Reproduce all of the data word for word.
::: Input records :::
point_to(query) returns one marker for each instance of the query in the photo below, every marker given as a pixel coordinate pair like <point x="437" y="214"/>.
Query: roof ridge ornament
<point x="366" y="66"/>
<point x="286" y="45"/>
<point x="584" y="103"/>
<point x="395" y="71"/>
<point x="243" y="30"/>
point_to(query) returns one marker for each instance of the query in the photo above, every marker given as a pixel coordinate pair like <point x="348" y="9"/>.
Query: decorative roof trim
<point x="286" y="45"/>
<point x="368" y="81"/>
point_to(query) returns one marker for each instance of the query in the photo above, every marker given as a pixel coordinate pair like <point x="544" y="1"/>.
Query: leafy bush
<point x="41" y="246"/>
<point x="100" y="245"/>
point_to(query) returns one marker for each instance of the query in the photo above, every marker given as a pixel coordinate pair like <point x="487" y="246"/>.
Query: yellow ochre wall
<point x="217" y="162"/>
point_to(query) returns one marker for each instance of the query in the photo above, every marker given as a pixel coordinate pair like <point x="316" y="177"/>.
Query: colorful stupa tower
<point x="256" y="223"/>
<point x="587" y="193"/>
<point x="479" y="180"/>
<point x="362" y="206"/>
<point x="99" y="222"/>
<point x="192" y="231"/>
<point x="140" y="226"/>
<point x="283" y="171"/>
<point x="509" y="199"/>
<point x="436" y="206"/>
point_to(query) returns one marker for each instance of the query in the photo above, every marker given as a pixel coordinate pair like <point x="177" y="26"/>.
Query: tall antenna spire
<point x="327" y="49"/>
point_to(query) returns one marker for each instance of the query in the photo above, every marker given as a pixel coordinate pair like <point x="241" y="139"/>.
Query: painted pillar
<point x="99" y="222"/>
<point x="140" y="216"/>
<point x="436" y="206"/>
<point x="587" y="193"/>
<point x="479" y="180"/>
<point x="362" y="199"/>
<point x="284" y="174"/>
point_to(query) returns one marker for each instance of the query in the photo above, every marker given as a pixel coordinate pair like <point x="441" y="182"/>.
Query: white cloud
:::
= Solution to this task =
point_to(query) returns one marker for each instance of the query in the photo below, every marker given as a pixel coordinate pair like <point x="437" y="214"/>.
Query: roof ridge ornament
<point x="366" y="66"/>
<point x="286" y="45"/>
<point x="584" y="103"/>
<point x="395" y="71"/>
<point x="243" y="30"/>
point_to(query) returns one marker for each instance of the query in the photo above, every marker given as a pixel coordinate pair like <point x="348" y="9"/>.
Query: decorative roof trim
<point x="286" y="45"/>
<point x="368" y="81"/>
point_to(query) returns one marker for each instance of the query in the photo above, every marker given as a pixel coordinate pair like <point x="544" y="1"/>.
Query: leafy bush
<point x="41" y="246"/>
<point x="100" y="245"/>
point_to(query) returns one marker for each instance of the query in the photo above, every marker given as a pixel coordinate pair like <point x="487" y="246"/>.
Query: yellow ochre wall
<point x="217" y="162"/>
point_to(query) returns one marker for each instance of the query in the photo above, every marker given as a pixel coordinate pair like <point x="316" y="177"/>.
Query: colorful stupa tower
<point x="256" y="223"/>
<point x="587" y="193"/>
<point x="479" y="180"/>
<point x="362" y="206"/>
<point x="99" y="222"/>
<point x="192" y="231"/>
<point x="140" y="226"/>
<point x="283" y="171"/>
<point x="509" y="199"/>
<point x="436" y="206"/>
point_to(query) returns one marker for each instance of the query in the photo above, every marker given as a pixel coordinate pair like <point x="177" y="26"/>.
Query: tall antenna spire
<point x="327" y="49"/>
point_to(query) returns one marker for each instance of the query in the photo above, every marker given as a pixel coordinate pair like <point x="241" y="139"/>.
Query: painted pillar
<point x="99" y="222"/>
<point x="140" y="216"/>
<point x="436" y="206"/>
<point x="587" y="193"/>
<point x="479" y="180"/>
<point x="362" y="199"/>
<point x="284" y="174"/>
point_to(query) returns one marker for each instance of the query in the photo above, every marker given as a pixel coordinate pair like <point x="441" y="182"/>.
Query: white cloud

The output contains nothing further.